YOUR GOAL:
Retype the lines of the items starting with the line that contains "</instance>" and going on through the end of the items.

Stored data entries:
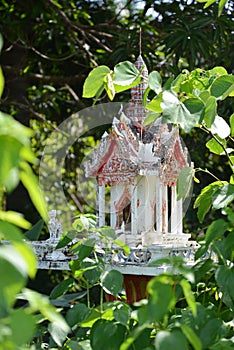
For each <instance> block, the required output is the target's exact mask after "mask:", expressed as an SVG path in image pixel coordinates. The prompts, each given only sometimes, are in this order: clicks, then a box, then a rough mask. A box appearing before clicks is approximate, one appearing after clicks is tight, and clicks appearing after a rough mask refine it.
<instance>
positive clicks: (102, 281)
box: [101, 270, 123, 296]
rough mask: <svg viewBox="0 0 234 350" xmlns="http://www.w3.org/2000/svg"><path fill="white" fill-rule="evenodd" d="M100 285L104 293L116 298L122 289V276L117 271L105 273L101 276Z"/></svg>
mask: <svg viewBox="0 0 234 350" xmlns="http://www.w3.org/2000/svg"><path fill="white" fill-rule="evenodd" d="M101 285H102V287H103V289H104V290H105V292H106V293H108V294H112V295H115V296H117V295H118V294H119V293H120V292H121V291H122V289H123V275H122V274H121V273H120V272H119V271H117V270H110V271H106V272H105V273H104V274H103V275H102V276H101Z"/></svg>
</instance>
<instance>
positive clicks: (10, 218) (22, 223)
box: [0, 210, 31, 230]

SOLUTION FOR THIS PROBLEM:
</instance>
<instance>
positive clicks: (10, 218) (22, 223)
box: [0, 210, 31, 230]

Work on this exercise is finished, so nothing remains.